** What is needed **
Gather every line of the rows below that contains the word "wooden". Case matters.

** Data for the task **
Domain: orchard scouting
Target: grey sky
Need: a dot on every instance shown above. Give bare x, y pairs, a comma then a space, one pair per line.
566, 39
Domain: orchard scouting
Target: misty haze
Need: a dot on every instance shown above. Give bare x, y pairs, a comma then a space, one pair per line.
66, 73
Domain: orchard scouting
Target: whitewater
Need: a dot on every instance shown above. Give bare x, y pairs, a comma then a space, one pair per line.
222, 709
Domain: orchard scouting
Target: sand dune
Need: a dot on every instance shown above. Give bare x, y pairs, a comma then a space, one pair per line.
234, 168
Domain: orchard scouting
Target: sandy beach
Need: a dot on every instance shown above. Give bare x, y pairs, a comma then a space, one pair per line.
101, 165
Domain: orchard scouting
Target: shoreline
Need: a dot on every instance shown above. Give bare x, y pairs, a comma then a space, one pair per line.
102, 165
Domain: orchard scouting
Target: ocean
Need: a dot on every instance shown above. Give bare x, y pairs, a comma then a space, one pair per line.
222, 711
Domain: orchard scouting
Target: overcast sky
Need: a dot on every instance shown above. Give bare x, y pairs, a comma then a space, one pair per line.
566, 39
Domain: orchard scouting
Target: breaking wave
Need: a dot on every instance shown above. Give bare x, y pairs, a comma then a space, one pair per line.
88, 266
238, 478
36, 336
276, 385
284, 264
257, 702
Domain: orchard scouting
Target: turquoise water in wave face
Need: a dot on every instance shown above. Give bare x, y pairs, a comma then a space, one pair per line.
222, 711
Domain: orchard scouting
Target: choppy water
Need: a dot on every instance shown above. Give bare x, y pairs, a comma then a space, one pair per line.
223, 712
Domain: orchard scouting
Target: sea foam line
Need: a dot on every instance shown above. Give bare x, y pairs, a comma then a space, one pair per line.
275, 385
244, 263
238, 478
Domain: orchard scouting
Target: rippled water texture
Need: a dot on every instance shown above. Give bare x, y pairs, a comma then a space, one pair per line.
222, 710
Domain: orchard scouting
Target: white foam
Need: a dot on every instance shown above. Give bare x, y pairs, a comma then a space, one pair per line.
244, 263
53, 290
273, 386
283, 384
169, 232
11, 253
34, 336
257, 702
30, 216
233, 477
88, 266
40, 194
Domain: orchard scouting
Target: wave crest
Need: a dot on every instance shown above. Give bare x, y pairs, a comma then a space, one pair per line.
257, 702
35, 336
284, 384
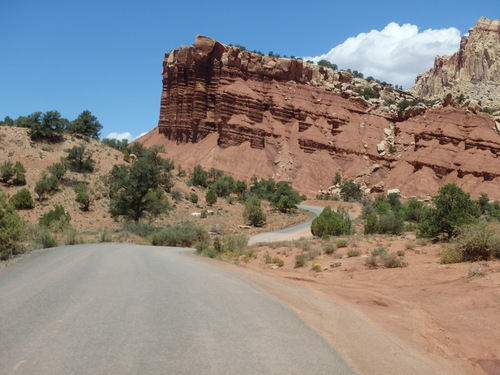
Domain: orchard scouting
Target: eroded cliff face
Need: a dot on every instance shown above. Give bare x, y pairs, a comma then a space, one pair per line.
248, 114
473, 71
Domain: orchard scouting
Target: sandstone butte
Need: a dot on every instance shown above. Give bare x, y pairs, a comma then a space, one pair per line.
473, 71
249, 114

...

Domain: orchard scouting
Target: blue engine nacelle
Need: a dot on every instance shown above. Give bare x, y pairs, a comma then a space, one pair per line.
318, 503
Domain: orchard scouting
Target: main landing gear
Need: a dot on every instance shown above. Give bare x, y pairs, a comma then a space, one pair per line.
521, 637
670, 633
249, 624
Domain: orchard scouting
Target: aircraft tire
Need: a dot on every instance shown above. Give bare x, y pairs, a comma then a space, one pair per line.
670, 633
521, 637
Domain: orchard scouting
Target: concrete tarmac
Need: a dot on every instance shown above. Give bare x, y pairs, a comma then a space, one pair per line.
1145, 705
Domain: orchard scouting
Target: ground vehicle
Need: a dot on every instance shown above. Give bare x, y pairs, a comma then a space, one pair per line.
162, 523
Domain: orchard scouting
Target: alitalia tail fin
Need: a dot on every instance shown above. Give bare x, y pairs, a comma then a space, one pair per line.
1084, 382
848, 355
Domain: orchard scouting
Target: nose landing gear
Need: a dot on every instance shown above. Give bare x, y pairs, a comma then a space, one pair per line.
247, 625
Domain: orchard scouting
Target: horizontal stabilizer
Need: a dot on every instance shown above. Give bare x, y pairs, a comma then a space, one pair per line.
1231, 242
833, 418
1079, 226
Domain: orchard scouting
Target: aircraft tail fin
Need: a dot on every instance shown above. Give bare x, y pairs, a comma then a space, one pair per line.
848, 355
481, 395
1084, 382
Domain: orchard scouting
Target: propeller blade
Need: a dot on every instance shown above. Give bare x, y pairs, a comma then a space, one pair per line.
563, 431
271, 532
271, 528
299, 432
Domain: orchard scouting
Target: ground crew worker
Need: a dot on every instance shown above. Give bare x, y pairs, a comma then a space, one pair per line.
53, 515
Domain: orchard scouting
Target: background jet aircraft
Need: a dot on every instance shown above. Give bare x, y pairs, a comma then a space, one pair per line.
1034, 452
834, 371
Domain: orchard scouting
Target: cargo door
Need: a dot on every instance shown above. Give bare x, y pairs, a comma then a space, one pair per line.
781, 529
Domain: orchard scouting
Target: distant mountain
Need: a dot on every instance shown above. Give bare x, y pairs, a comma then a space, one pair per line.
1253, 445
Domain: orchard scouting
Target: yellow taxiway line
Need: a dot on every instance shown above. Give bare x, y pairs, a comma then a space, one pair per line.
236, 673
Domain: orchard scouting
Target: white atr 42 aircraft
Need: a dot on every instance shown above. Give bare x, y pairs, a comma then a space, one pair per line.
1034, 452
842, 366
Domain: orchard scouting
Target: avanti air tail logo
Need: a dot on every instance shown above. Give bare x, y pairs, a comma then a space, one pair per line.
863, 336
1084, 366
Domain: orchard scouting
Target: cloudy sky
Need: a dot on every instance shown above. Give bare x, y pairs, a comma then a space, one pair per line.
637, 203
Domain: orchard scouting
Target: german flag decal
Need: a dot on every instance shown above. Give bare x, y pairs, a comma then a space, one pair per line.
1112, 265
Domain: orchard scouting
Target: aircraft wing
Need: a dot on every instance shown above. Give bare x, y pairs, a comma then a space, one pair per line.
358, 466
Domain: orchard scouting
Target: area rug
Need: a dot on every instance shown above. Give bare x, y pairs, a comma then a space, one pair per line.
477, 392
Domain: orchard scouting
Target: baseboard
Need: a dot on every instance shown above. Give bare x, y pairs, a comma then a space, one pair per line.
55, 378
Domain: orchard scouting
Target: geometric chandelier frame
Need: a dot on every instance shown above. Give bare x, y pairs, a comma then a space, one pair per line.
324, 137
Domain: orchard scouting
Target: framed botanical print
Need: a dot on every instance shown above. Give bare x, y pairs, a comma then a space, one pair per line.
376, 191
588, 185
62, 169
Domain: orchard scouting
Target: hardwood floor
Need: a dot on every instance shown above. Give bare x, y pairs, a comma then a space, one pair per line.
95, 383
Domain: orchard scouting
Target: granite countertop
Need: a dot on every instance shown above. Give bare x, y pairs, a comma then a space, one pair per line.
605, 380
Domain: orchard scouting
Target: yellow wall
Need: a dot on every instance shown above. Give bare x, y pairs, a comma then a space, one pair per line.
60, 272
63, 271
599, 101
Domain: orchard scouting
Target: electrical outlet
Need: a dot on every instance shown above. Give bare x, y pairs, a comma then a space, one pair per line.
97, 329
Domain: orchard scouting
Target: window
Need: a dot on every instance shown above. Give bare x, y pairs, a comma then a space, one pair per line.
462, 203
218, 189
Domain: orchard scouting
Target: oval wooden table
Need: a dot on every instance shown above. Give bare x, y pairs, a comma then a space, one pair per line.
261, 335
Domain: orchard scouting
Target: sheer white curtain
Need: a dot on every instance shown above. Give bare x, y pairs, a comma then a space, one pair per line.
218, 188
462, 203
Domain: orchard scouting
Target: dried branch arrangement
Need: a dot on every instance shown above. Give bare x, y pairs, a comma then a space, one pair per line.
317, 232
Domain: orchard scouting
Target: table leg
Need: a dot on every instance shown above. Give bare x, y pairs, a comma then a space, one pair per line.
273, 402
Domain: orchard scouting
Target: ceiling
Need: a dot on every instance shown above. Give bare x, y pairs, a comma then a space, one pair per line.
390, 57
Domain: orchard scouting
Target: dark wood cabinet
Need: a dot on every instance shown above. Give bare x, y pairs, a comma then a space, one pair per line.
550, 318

...

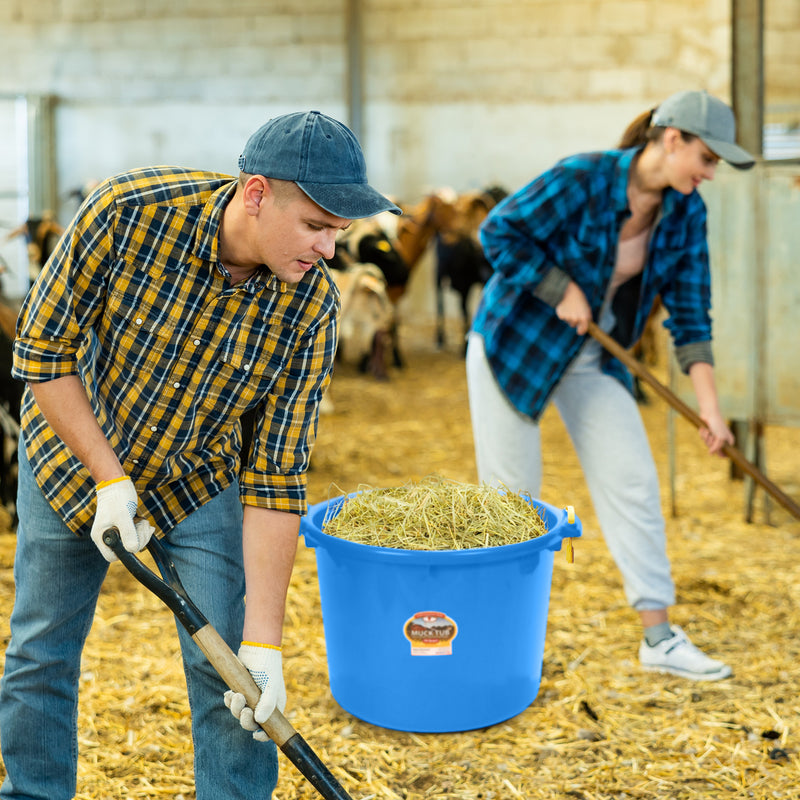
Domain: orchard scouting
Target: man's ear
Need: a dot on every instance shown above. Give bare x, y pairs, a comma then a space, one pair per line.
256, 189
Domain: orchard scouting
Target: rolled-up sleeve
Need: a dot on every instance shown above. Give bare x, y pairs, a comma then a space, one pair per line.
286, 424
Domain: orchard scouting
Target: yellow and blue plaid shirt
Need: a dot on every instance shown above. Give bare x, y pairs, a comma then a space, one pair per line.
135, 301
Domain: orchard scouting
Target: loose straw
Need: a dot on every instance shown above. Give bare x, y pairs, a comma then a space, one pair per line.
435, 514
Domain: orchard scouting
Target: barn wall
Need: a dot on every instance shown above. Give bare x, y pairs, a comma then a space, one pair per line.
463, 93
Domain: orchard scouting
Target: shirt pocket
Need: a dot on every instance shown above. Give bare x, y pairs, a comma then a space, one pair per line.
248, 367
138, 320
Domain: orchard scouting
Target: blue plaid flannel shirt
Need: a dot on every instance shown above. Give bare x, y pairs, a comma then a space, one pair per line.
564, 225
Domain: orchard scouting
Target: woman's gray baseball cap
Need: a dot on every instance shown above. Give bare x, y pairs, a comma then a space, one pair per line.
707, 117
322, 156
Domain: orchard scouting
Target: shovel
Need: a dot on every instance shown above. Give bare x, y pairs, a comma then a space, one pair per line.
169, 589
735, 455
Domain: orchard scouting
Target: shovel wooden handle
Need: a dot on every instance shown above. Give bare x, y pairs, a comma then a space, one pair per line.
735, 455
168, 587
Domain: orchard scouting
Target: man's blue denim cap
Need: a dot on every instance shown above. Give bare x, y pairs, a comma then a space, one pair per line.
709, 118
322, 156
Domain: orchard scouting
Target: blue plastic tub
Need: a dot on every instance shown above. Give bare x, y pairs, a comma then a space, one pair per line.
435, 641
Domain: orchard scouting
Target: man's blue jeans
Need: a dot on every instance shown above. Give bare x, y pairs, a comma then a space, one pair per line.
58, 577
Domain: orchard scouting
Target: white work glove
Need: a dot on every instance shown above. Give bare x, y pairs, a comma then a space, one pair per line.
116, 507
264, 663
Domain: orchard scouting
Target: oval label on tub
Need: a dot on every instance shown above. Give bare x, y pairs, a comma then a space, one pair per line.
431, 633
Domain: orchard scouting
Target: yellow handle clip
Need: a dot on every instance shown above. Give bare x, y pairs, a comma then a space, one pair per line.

** Result of this task **
Target: oval wooden table
Target: shovel wooden handle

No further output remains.